-- Start --

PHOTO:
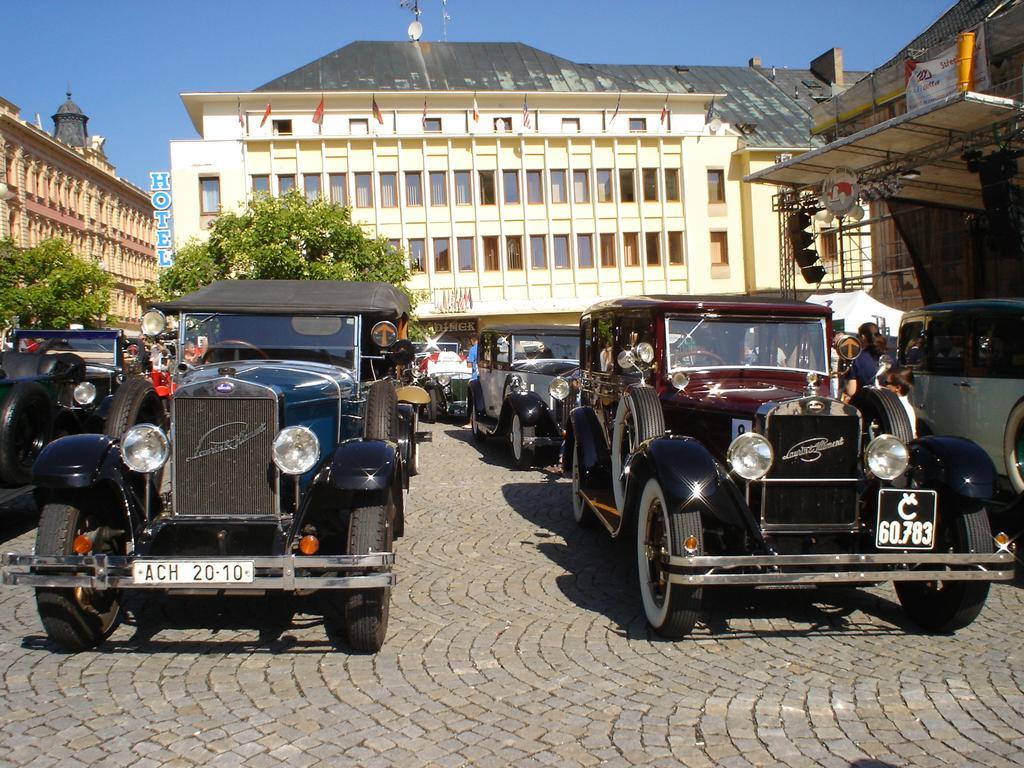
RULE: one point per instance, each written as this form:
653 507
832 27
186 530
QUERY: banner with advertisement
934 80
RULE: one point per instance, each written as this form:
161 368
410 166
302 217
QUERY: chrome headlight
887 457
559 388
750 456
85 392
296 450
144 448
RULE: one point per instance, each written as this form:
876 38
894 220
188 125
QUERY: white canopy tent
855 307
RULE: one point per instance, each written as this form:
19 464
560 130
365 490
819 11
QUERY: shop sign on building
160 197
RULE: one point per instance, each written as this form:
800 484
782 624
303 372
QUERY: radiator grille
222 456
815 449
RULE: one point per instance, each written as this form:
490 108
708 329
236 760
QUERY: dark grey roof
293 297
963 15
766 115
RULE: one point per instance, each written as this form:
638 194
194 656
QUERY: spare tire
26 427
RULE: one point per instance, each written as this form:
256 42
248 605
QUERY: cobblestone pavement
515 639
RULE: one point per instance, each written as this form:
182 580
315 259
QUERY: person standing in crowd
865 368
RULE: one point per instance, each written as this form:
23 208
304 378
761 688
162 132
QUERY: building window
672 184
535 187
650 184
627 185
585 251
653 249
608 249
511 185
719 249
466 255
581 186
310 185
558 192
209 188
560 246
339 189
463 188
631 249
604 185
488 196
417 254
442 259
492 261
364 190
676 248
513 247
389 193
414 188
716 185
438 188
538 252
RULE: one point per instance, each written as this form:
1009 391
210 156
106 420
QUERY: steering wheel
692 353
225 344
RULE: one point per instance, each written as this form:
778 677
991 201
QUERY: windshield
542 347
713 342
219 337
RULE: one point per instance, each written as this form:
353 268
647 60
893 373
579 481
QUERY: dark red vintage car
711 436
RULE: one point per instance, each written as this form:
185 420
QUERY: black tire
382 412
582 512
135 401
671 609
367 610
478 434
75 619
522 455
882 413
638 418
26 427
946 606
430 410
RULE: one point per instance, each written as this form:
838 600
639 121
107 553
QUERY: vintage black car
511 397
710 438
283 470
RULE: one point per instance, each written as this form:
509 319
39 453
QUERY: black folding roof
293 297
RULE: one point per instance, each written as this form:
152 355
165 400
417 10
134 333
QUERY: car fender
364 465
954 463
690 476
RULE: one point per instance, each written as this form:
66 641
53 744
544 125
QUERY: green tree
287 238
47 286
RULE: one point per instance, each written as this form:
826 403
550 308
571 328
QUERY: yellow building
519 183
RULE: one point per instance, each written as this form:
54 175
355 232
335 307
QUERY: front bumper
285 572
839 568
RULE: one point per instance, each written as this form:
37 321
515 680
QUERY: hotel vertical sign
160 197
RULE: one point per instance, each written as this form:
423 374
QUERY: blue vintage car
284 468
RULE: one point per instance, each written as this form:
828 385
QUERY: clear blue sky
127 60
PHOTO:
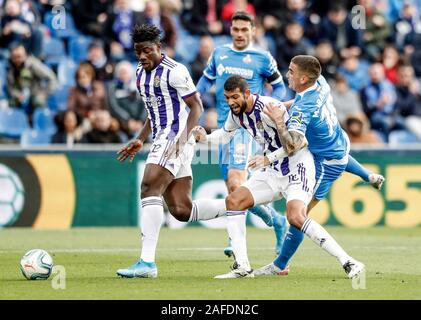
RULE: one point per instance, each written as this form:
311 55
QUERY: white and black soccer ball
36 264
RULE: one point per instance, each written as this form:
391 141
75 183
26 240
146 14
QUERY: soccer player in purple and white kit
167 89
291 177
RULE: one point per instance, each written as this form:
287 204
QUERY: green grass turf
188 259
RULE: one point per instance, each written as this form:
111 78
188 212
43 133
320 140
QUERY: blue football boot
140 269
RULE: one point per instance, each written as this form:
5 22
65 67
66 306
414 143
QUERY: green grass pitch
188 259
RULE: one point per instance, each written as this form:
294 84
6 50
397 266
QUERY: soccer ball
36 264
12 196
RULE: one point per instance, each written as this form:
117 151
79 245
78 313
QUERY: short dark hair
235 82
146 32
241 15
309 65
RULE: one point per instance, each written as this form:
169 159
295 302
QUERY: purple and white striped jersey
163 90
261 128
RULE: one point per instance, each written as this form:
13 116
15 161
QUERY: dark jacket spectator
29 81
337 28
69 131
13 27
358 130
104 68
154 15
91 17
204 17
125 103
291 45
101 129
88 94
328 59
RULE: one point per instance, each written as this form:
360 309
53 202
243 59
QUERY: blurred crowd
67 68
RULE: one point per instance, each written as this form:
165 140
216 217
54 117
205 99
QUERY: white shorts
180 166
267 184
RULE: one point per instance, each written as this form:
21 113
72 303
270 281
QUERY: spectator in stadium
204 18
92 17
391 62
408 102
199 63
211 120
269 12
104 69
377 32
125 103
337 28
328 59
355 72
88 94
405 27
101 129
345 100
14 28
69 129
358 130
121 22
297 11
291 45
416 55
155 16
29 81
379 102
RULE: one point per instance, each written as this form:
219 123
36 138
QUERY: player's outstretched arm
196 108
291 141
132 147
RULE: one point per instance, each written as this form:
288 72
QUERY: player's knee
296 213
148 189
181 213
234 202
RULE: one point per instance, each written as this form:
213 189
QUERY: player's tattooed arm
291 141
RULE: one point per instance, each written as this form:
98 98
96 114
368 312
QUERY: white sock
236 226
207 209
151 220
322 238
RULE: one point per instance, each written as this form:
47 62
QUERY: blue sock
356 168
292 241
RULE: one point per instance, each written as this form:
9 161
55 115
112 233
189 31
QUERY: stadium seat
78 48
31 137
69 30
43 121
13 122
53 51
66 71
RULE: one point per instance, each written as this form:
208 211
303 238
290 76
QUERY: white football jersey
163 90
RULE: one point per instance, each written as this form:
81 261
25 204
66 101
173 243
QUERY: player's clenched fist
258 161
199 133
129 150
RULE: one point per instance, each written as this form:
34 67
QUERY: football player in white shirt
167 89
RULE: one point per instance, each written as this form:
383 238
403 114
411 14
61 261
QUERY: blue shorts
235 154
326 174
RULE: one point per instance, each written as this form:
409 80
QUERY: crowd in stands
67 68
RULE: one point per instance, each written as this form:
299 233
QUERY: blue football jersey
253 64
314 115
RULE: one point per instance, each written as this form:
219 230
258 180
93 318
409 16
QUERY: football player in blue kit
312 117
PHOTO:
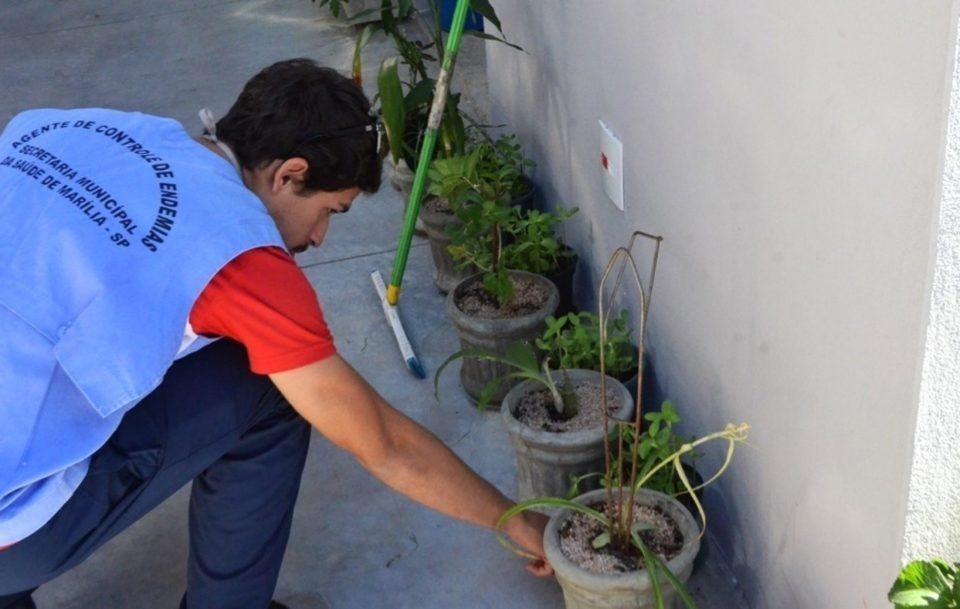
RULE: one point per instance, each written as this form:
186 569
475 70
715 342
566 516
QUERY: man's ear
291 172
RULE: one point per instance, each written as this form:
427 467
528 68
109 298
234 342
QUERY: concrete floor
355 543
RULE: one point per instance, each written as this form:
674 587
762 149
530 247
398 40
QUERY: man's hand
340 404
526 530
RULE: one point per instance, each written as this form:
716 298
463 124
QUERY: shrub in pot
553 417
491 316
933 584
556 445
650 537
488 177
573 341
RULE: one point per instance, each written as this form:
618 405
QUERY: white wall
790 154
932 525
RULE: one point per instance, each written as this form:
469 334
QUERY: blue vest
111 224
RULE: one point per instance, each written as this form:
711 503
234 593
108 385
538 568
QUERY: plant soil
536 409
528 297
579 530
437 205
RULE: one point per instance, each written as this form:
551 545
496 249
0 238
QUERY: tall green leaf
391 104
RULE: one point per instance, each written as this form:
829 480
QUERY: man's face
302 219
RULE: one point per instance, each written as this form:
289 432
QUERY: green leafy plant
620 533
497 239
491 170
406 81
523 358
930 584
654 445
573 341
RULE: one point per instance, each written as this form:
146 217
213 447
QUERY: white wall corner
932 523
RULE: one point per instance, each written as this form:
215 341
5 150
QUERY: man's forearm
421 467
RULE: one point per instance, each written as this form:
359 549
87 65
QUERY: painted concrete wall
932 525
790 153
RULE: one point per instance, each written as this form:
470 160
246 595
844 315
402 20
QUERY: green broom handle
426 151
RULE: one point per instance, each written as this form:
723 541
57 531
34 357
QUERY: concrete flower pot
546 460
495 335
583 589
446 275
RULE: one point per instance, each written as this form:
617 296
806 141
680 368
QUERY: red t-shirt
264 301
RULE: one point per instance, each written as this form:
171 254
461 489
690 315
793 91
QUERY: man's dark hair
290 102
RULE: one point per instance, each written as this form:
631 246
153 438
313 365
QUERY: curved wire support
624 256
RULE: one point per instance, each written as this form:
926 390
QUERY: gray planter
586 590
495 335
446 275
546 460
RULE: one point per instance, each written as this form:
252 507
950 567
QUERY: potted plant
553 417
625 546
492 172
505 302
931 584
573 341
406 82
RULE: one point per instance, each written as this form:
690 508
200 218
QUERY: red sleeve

-- End --

▶ **Given exercise**
Which lines in the items above contain the word "vintage"? Pull out each one, matching case exactly.

▶ **Finished exercise**
QUERY: dark red vintage car
QUERY: vintage black car
QUERY: blue vintage car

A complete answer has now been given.